Direction ->
Copy out every line in the records that contains the word "float", keeping each line whole. The match is case-sensitive.

§ §

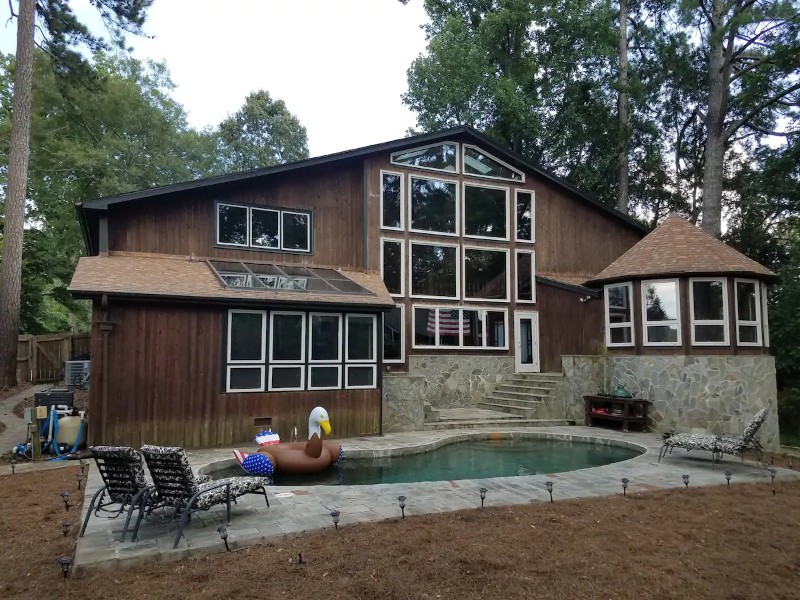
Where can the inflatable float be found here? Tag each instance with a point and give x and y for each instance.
(295, 457)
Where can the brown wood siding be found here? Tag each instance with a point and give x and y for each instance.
(164, 379)
(184, 224)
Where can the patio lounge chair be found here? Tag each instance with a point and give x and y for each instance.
(124, 486)
(176, 486)
(719, 444)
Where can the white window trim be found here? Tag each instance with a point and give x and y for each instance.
(230, 390)
(402, 359)
(493, 157)
(287, 366)
(445, 143)
(299, 361)
(725, 320)
(517, 299)
(402, 200)
(402, 264)
(460, 345)
(308, 230)
(411, 293)
(675, 322)
(533, 216)
(375, 332)
(464, 187)
(250, 227)
(625, 325)
(338, 358)
(507, 252)
(216, 221)
(254, 361)
(456, 207)
(757, 322)
(337, 366)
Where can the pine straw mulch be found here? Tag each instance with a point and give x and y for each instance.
(736, 542)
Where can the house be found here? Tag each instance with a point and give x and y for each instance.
(427, 268)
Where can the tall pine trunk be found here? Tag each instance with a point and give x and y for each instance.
(622, 109)
(11, 269)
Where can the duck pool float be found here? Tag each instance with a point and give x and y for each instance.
(295, 457)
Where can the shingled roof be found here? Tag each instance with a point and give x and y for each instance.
(676, 247)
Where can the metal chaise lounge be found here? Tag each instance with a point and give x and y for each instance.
(176, 486)
(719, 444)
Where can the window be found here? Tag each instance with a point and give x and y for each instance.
(486, 274)
(748, 313)
(482, 164)
(435, 270)
(246, 352)
(524, 217)
(433, 206)
(361, 352)
(391, 200)
(456, 327)
(392, 266)
(393, 338)
(619, 314)
(485, 212)
(709, 303)
(438, 157)
(526, 276)
(661, 312)
(263, 228)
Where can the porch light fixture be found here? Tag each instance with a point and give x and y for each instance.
(222, 530)
(65, 562)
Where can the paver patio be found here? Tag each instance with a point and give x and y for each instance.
(295, 509)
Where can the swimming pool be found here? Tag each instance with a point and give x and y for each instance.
(476, 459)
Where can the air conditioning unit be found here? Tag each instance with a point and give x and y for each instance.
(76, 373)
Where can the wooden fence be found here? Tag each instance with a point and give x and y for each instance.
(41, 358)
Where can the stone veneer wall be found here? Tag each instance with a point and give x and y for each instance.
(717, 394)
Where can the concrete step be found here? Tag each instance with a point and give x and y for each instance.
(498, 423)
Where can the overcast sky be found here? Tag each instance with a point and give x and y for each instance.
(340, 65)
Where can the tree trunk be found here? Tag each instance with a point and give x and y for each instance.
(11, 268)
(622, 108)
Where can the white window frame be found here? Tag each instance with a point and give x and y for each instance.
(460, 346)
(517, 299)
(506, 189)
(411, 293)
(757, 322)
(463, 290)
(532, 193)
(216, 222)
(493, 157)
(402, 201)
(338, 358)
(725, 315)
(445, 143)
(402, 243)
(626, 324)
(675, 322)
(402, 359)
(456, 207)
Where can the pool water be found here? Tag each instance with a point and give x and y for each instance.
(464, 460)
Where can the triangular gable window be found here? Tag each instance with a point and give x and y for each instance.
(439, 157)
(482, 164)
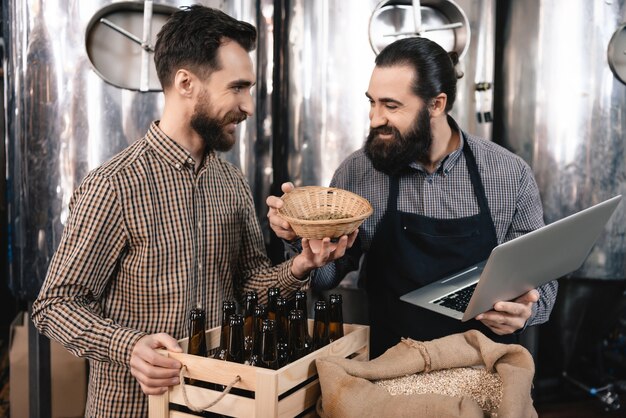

§ §

Response to the exercise ->
Where can the inflatable float be found here? Tag each instance with a point and give x and y for each instance.
Where can the duck pool float be found here? Tag each instance with a point and give x and y for each instance.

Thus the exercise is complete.